Word Ladder
Feb 11
10499 / 37276
Given two words (start and end), and a dictionary, find the length of shortest transformation sequence fromstart to
end, such that:
- Only one letter can be changed at a time
- Each intermediate word must exist in the dictionary
For example,
Given:
start = "hit"
end = "cog"
dict = ["hot","dot","dog","lot","log"]
As one shortest transformation is "hit" -> "hot" -> "dot" -> "dog" -> "cog",
return its length 5.
Note:
- Return 0 if there is no such transformation sequence.
- All words have the same length.
- All words contain only lowercase alphabetic characters
public class Solution {
public int ladderLength(String start, String end, HashSet<String> dict) {
Queue<String> queue = new LinkedList<String>();
queue.offer(start);
HashSet<String> used = new HashSet<String>();
int step = 1;
int l1 = 1,l2 = 0; //很重要! 用来记录当前的层数。。
while (queue.size() != 0) {
String s = queue.poll(); //
// System.out.println("now=" + s);
used.add(s); // 忘记放到used里面了...
// System.out.println(used.size());
HashSet<String> strs = getNext(s,end, dict, used);
l2+=strs.size();
l1--;
for (String ss : strs) {
if (ss.equals(end)) {
return step + 1;
} else {
queue.offer(ss); //写错了》。。。
}
}
if(l1==0){
step++;
l1 = l2;
l2 = 0;
}
}
return 0;
}
public HashSet<String> getNext(String s, String end,HashSet<String> dict,
HashSet<String> used) {
if (s == null)
return null;
HashSet<String> set = new HashSet<String>();
for (int i = 0; i < s.length(); i++) {
StringBuilder now = new StringBuilder(s); //
for (char c = 'a'; c <= 'z'; c++) {
now.setCharAt(i, c); //
// System.out.println("@@"+now.toString());
if (end.equals(now.toString())||dict.contains(now.toString())
&& !used.contains(now.toString())) { // toString!!!!!!!!!
set.add(now.toString()); //
//System.out.println("next" + now.toString());
}
}
}
return set;
}
}

- Stored data:
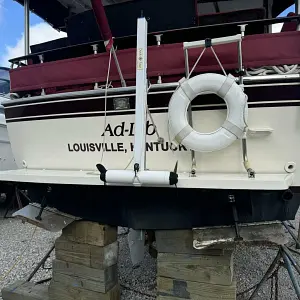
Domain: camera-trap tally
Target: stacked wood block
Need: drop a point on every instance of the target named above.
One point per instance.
(187, 273)
(85, 267)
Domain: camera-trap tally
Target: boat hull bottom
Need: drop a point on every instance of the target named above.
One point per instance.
(166, 208)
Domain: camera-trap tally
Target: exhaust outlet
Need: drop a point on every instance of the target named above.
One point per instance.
(287, 195)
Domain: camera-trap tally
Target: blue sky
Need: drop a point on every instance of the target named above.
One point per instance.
(11, 29)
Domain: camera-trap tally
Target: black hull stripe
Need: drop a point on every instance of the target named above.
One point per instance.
(159, 101)
(131, 112)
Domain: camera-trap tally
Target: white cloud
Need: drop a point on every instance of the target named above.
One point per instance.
(277, 27)
(39, 33)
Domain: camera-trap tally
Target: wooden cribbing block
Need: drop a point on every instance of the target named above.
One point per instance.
(181, 241)
(198, 268)
(105, 278)
(173, 289)
(87, 255)
(87, 284)
(90, 233)
(59, 291)
(22, 290)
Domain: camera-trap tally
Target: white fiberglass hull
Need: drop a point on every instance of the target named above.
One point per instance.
(77, 143)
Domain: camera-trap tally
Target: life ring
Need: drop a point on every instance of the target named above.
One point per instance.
(237, 112)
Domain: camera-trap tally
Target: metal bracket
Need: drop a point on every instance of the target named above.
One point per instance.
(259, 132)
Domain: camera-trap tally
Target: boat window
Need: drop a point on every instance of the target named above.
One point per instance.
(4, 81)
(206, 8)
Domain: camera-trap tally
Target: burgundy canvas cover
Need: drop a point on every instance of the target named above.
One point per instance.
(166, 60)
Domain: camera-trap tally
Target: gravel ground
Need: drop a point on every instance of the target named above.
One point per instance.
(138, 284)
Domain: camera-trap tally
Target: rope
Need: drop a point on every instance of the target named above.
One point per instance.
(105, 104)
(2, 277)
(271, 70)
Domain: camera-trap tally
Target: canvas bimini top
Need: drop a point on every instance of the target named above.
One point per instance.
(56, 12)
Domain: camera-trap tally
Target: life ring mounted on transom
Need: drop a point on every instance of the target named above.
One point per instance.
(237, 112)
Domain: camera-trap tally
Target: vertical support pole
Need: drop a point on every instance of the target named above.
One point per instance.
(190, 115)
(240, 54)
(26, 26)
(141, 96)
(297, 11)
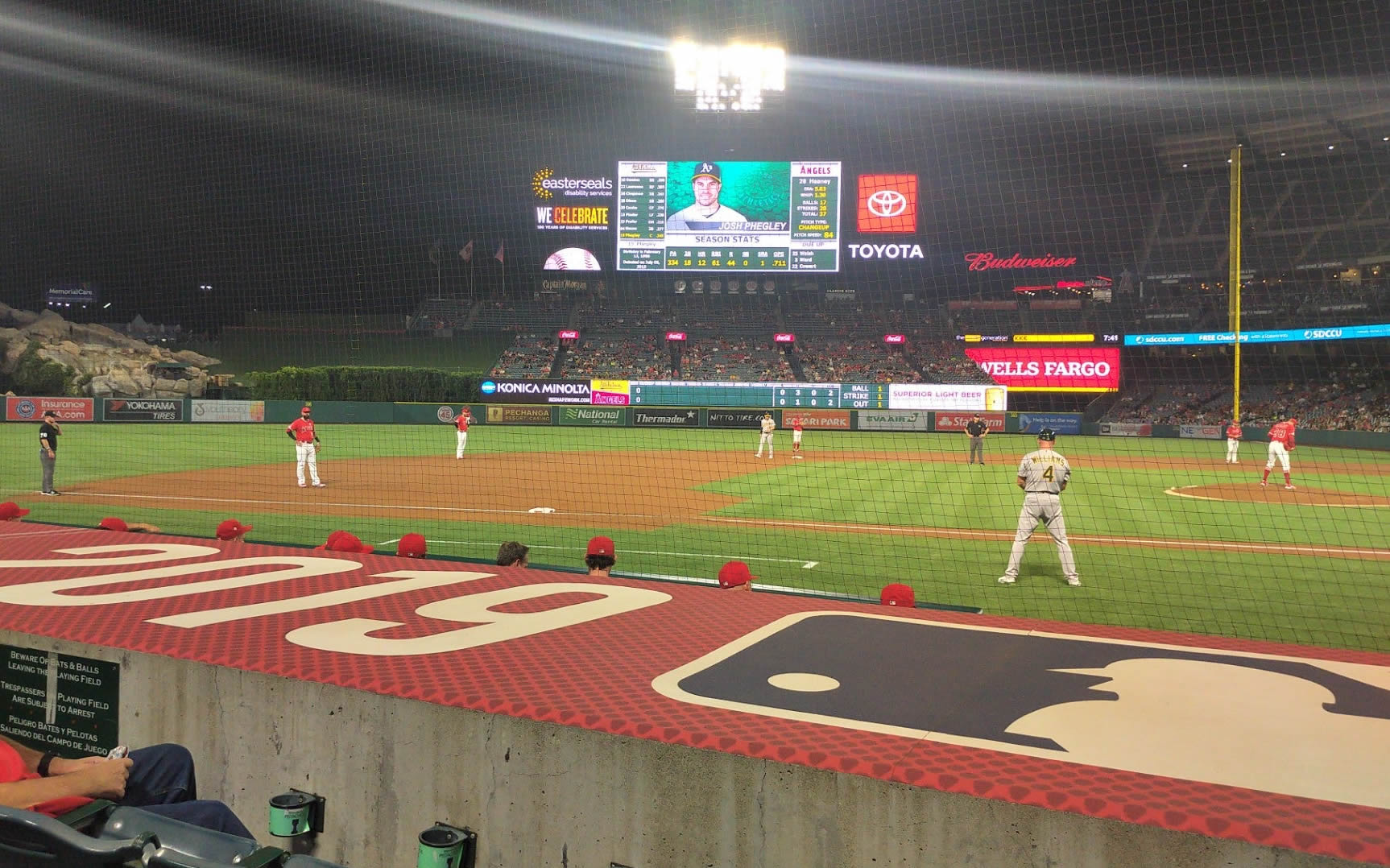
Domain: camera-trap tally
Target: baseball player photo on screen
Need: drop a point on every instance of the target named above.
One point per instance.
(731, 216)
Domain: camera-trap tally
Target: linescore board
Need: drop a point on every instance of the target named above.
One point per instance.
(734, 216)
(666, 393)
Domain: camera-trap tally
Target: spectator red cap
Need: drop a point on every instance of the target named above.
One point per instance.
(341, 540)
(10, 511)
(897, 595)
(734, 574)
(412, 544)
(231, 530)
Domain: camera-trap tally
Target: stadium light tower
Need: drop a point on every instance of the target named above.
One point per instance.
(729, 78)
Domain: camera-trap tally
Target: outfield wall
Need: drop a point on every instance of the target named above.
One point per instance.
(584, 415)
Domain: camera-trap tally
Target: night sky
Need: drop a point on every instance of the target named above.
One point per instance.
(308, 155)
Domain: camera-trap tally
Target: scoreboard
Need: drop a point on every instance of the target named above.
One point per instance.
(805, 396)
(772, 217)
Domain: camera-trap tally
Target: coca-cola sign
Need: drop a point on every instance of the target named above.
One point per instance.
(987, 262)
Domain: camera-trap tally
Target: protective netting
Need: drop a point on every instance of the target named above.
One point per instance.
(445, 200)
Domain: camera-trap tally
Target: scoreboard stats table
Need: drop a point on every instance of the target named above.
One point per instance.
(791, 218)
(773, 396)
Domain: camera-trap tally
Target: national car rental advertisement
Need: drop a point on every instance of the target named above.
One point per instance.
(1026, 368)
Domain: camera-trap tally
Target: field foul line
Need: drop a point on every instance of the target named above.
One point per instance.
(348, 506)
(720, 557)
(1179, 492)
(842, 528)
(1076, 538)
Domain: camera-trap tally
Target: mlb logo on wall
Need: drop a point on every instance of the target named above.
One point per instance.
(887, 203)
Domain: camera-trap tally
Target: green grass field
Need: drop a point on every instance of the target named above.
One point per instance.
(862, 510)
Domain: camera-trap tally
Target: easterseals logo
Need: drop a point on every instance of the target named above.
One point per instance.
(887, 203)
(545, 185)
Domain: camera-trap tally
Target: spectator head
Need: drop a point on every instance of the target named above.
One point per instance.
(231, 530)
(601, 556)
(341, 540)
(735, 574)
(412, 544)
(897, 595)
(11, 511)
(513, 555)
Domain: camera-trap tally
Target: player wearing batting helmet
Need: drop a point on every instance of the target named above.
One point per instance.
(1043, 475)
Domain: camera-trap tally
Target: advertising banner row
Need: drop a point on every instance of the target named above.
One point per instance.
(331, 413)
(134, 410)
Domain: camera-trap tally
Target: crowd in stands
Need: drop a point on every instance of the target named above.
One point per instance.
(639, 358)
(530, 358)
(944, 362)
(734, 358)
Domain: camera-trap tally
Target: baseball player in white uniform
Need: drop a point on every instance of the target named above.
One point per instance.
(706, 214)
(766, 436)
(1043, 475)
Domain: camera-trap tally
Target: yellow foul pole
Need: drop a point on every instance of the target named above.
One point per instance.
(1233, 279)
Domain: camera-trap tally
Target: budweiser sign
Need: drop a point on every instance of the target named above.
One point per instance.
(987, 262)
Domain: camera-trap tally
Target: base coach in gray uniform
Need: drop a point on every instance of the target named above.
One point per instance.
(976, 428)
(1043, 474)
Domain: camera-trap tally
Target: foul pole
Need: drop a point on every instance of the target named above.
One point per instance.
(1233, 279)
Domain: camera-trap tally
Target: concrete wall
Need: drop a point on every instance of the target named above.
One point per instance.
(545, 796)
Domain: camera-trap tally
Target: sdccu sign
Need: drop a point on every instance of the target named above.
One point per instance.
(536, 391)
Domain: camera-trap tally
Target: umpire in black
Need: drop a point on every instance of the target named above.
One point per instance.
(978, 428)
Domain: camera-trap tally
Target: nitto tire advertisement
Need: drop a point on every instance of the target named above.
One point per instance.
(142, 410)
(735, 419)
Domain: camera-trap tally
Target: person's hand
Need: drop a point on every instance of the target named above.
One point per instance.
(65, 767)
(106, 779)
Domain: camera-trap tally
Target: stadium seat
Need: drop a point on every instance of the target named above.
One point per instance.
(180, 839)
(34, 841)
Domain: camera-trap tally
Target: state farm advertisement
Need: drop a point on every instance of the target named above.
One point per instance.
(1051, 368)
(957, 421)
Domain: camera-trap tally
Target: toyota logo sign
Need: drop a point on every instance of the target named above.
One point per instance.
(887, 203)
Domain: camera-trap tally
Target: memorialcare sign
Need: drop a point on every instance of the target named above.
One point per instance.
(142, 410)
(1028, 368)
(519, 415)
(735, 419)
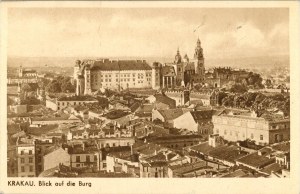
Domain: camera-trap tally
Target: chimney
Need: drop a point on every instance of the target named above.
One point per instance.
(83, 146)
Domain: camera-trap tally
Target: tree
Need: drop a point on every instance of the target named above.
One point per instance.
(53, 87)
(238, 88)
(26, 88)
(67, 86)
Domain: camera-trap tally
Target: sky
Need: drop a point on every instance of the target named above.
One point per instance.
(147, 32)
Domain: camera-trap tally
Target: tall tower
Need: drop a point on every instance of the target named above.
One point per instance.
(199, 61)
(87, 81)
(177, 57)
(156, 75)
(20, 71)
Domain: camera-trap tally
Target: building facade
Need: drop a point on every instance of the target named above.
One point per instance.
(26, 160)
(261, 130)
(92, 75)
(182, 72)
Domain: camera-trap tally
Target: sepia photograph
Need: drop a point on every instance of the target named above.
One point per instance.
(146, 92)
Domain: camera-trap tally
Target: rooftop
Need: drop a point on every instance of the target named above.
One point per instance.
(255, 160)
(76, 98)
(114, 65)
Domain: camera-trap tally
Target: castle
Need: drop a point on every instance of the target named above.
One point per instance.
(92, 75)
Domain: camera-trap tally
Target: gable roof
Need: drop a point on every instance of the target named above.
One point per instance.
(201, 115)
(164, 99)
(116, 65)
(170, 114)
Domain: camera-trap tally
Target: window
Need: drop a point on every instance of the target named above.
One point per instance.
(77, 158)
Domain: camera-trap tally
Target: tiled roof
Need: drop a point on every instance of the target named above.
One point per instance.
(168, 71)
(274, 167)
(76, 98)
(164, 99)
(145, 108)
(255, 160)
(228, 153)
(283, 147)
(237, 173)
(170, 114)
(115, 114)
(203, 148)
(189, 167)
(108, 65)
(202, 115)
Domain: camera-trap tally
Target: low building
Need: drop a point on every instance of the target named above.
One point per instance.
(154, 169)
(241, 126)
(196, 121)
(63, 102)
(180, 97)
(175, 141)
(84, 157)
(168, 115)
(26, 159)
(121, 162)
(161, 101)
(54, 156)
(40, 121)
(255, 161)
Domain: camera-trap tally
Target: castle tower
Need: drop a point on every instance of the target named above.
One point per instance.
(20, 71)
(186, 58)
(199, 61)
(76, 69)
(156, 75)
(79, 85)
(177, 57)
(87, 81)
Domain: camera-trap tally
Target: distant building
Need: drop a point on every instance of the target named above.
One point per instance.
(83, 156)
(54, 156)
(161, 101)
(92, 75)
(196, 121)
(26, 159)
(223, 75)
(238, 126)
(24, 76)
(63, 102)
(182, 72)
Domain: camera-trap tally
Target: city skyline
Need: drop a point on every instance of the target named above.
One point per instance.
(107, 32)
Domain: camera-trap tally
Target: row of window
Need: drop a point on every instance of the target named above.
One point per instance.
(23, 168)
(121, 75)
(30, 160)
(69, 103)
(261, 137)
(29, 152)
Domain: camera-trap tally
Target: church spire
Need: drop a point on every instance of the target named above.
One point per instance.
(177, 57)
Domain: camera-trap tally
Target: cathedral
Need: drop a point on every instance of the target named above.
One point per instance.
(182, 72)
(92, 75)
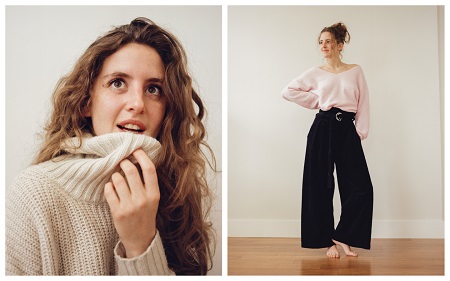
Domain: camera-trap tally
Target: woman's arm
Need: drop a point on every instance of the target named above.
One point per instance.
(362, 118)
(134, 204)
(299, 92)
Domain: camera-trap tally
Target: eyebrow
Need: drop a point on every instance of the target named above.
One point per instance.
(125, 75)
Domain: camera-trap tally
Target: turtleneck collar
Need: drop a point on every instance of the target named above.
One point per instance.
(90, 164)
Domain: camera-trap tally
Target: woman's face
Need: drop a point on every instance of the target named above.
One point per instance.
(328, 45)
(127, 94)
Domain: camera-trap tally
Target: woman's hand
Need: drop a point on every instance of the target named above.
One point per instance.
(134, 203)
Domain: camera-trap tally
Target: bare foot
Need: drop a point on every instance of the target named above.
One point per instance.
(348, 251)
(333, 252)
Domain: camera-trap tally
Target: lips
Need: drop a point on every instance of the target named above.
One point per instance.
(133, 126)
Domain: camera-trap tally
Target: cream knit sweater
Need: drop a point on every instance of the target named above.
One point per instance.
(58, 221)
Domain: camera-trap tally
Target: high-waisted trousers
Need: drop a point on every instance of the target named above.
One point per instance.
(333, 142)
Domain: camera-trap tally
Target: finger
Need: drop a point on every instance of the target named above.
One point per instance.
(132, 174)
(121, 186)
(111, 195)
(148, 170)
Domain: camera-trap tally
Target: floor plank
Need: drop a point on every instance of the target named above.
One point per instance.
(284, 256)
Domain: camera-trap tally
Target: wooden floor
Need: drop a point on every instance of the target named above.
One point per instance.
(284, 256)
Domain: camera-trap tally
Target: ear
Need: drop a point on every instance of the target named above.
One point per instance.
(86, 111)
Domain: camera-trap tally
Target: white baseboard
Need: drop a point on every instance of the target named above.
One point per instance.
(380, 228)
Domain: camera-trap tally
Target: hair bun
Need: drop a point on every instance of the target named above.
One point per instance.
(340, 32)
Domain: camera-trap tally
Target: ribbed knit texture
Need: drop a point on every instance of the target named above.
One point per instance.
(317, 88)
(58, 221)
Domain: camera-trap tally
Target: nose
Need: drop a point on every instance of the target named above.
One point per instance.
(135, 101)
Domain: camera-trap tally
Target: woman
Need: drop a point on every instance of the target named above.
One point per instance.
(340, 91)
(118, 186)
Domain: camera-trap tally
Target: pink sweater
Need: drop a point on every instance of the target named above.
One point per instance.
(317, 88)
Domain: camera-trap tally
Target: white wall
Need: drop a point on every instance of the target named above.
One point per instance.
(397, 47)
(42, 44)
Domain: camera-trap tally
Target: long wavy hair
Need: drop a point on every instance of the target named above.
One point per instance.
(186, 198)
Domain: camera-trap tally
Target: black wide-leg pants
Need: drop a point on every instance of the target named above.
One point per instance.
(334, 142)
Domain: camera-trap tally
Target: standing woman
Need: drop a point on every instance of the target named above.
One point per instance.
(118, 186)
(339, 91)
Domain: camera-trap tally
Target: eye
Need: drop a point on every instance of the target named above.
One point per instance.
(154, 90)
(117, 83)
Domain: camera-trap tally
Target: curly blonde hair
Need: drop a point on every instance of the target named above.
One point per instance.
(186, 198)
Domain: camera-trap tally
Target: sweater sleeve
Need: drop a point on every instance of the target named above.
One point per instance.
(152, 262)
(22, 252)
(300, 92)
(362, 117)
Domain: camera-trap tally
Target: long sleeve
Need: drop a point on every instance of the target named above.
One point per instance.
(22, 251)
(151, 262)
(299, 92)
(362, 118)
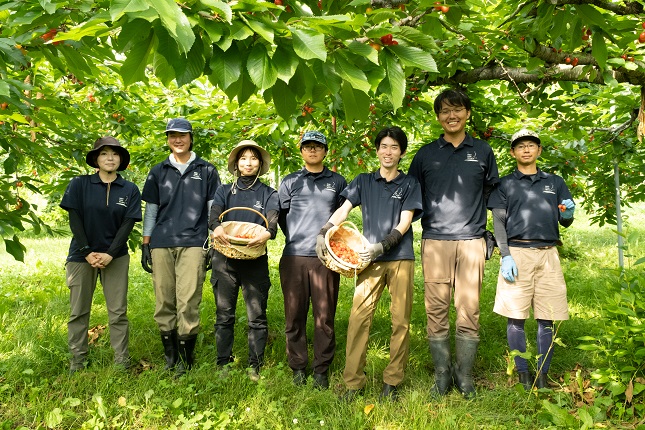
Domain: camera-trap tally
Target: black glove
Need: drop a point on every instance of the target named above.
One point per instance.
(208, 259)
(146, 258)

- Requests:
A. List every word in the dictionary given in the example in the Word Ladder text.
B. Reproduce the Word Ladder text word for word, between "- All words have" and "used.add(s); // 忘记放到used里面了...", inclusive.
Rely only on the Word Ladder text, not on the items.

- In response:
A. hot, dot, dog, lot, log

B.
- All words have the same length.
- All words contain only lowercase alphabetic characters
public class Solution {
public int ladderLength(String start, String end, HashSet<String> dict) {
Queue<String> queue = new LinkedList<String>();
queue.offer(start);
HashSet<String> used = new HashSet<String>();
int step = 1;
int l1 = 1,l2 = 0; //很重要! 用来记录当前的层数。。
while (queue.size() != 0) {
String s = queue.poll(); //
// System.out.println("now=" + s);
used.add(s); // 忘记放到used里面了...